═════ PROVIDED DATA ═════

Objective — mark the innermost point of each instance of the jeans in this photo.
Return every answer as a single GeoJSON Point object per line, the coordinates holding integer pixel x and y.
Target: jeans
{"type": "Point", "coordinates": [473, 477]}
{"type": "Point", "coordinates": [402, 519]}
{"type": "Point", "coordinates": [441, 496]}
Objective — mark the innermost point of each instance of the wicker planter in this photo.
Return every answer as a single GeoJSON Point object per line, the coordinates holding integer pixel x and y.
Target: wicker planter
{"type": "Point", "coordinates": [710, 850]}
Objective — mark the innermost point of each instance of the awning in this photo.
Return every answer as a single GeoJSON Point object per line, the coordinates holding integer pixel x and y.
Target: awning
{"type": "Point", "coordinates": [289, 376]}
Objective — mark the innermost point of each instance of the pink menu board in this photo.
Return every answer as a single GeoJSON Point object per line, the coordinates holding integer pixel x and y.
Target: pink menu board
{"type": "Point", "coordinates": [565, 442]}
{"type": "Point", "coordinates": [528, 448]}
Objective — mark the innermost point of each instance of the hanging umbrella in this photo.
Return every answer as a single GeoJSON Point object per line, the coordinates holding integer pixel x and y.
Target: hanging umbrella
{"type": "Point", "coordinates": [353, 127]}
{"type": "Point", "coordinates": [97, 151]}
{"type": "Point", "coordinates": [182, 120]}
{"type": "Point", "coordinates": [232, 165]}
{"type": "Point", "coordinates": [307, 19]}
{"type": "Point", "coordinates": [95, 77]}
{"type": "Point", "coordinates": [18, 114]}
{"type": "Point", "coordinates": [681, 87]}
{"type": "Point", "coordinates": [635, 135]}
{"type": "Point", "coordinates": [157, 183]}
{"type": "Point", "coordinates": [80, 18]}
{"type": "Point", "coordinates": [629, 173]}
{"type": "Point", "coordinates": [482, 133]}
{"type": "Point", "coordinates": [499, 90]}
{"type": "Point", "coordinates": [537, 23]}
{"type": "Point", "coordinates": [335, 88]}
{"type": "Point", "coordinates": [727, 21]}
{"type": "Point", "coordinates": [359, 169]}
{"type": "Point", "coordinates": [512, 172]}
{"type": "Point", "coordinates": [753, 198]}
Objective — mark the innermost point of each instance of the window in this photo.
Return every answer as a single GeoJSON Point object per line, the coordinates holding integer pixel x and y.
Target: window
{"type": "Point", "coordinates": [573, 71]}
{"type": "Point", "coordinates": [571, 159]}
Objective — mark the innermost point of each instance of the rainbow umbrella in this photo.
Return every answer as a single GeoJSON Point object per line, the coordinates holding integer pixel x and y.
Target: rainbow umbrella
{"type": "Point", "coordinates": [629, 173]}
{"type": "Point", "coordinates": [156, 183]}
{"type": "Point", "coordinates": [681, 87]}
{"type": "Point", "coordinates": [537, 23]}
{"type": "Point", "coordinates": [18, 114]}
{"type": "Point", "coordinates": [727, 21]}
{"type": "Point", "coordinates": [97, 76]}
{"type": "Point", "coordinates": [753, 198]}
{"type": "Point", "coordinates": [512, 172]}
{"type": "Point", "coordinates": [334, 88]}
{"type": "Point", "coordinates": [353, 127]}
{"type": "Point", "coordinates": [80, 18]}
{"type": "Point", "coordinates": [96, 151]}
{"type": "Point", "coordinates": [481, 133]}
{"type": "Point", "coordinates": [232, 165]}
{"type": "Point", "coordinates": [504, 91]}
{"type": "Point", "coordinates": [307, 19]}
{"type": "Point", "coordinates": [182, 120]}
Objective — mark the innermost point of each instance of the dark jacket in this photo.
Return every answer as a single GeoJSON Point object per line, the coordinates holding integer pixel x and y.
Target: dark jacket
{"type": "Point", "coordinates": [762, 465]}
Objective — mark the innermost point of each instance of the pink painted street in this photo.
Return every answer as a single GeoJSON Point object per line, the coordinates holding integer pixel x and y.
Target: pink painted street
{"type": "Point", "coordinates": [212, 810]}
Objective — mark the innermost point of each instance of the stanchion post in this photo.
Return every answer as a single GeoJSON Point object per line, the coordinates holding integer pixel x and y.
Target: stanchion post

═════

→ **BRIEF**
Return every line of the records above unchanged, from the first line to the last.

→ **RESULT OF THE EXERCISE**
Objective — mark the innermost point of each instance of the jeans in this photo.
Return every answer as a single GeoJSON Point object per line, the coordinates holding integer pixel x and y.
Target: jeans
{"type": "Point", "coordinates": [473, 477]}
{"type": "Point", "coordinates": [402, 519]}
{"type": "Point", "coordinates": [441, 496]}
Objective — mark the innermost point of each instance of the wicker planter in this photo.
Return every answer as a single GeoJSON Point object per line, the coordinates holding integer pixel x and y.
Target: wicker planter
{"type": "Point", "coordinates": [710, 850]}
Objective — mark the innermost point of each instance of the awning in this photo.
Return every answer as a single GeoJSON Point object per line, the coordinates holding integer pixel x and y.
Target: awning
{"type": "Point", "coordinates": [289, 376]}
Objective — mark the innermost point of each instance of the pink menu board in this photo.
Return every answer as a single GeoJSON Point object per line, the coordinates holding integer pixel x and y.
Target: pink menu board
{"type": "Point", "coordinates": [565, 442]}
{"type": "Point", "coordinates": [528, 448]}
Objective — mark the innermost point of each instance of the hanging umbrella in this photo.
Return every answer as a single GeoJSON Point object per line, the coordinates holding integer pixel x and y.
Target: hanging umbrella
{"type": "Point", "coordinates": [353, 127]}
{"type": "Point", "coordinates": [97, 151]}
{"type": "Point", "coordinates": [182, 120]}
{"type": "Point", "coordinates": [232, 165]}
{"type": "Point", "coordinates": [307, 19]}
{"type": "Point", "coordinates": [95, 77]}
{"type": "Point", "coordinates": [18, 114]}
{"type": "Point", "coordinates": [681, 87]}
{"type": "Point", "coordinates": [635, 135]}
{"type": "Point", "coordinates": [157, 183]}
{"type": "Point", "coordinates": [80, 18]}
{"type": "Point", "coordinates": [629, 173]}
{"type": "Point", "coordinates": [482, 133]}
{"type": "Point", "coordinates": [499, 90]}
{"type": "Point", "coordinates": [537, 23]}
{"type": "Point", "coordinates": [335, 88]}
{"type": "Point", "coordinates": [727, 21]}
{"type": "Point", "coordinates": [359, 169]}
{"type": "Point", "coordinates": [512, 172]}
{"type": "Point", "coordinates": [753, 198]}
Objective — mark the innermost point of each instance of the window in this photo.
Return every answer as a single GeoJSON Point object per line, the coordinates holding integer pixel x and y.
Target: window
{"type": "Point", "coordinates": [573, 71]}
{"type": "Point", "coordinates": [571, 159]}
Objective — mark the innermost point of each instance of the rainbow umbrella in this photo.
Return every answer as a single GeoJSON Point object per line, the coordinates holding integer pixel x and y.
Target: rainbow umbrella
{"type": "Point", "coordinates": [629, 173]}
{"type": "Point", "coordinates": [156, 183]}
{"type": "Point", "coordinates": [681, 87]}
{"type": "Point", "coordinates": [537, 23]}
{"type": "Point", "coordinates": [18, 114]}
{"type": "Point", "coordinates": [727, 21]}
{"type": "Point", "coordinates": [97, 76]}
{"type": "Point", "coordinates": [753, 198]}
{"type": "Point", "coordinates": [512, 172]}
{"type": "Point", "coordinates": [334, 88]}
{"type": "Point", "coordinates": [353, 127]}
{"type": "Point", "coordinates": [80, 18]}
{"type": "Point", "coordinates": [96, 151]}
{"type": "Point", "coordinates": [481, 133]}
{"type": "Point", "coordinates": [232, 165]}
{"type": "Point", "coordinates": [504, 91]}
{"type": "Point", "coordinates": [307, 19]}
{"type": "Point", "coordinates": [182, 120]}
Objective — mark the innermost point of each instance of the dark jacket in this photo.
Return every answer as a single GeoJSON Point object per line, the coordinates holding integer pixel x and y.
Target: dark jacket
{"type": "Point", "coordinates": [762, 465]}
Objective — mark the innermost point of each instance of the pink painted street in this photo.
Return every answer as a single GeoJSON Point object per line, the coordinates holding integer pixel x and y.
Target: pink painted street
{"type": "Point", "coordinates": [212, 810]}
Objective — mark the innermost point of each instance of the stanchion post in this photo.
Return every answer as a single GeoJSON Point object per line, the coordinates holding integer pixel x and y.
Target: stanchion post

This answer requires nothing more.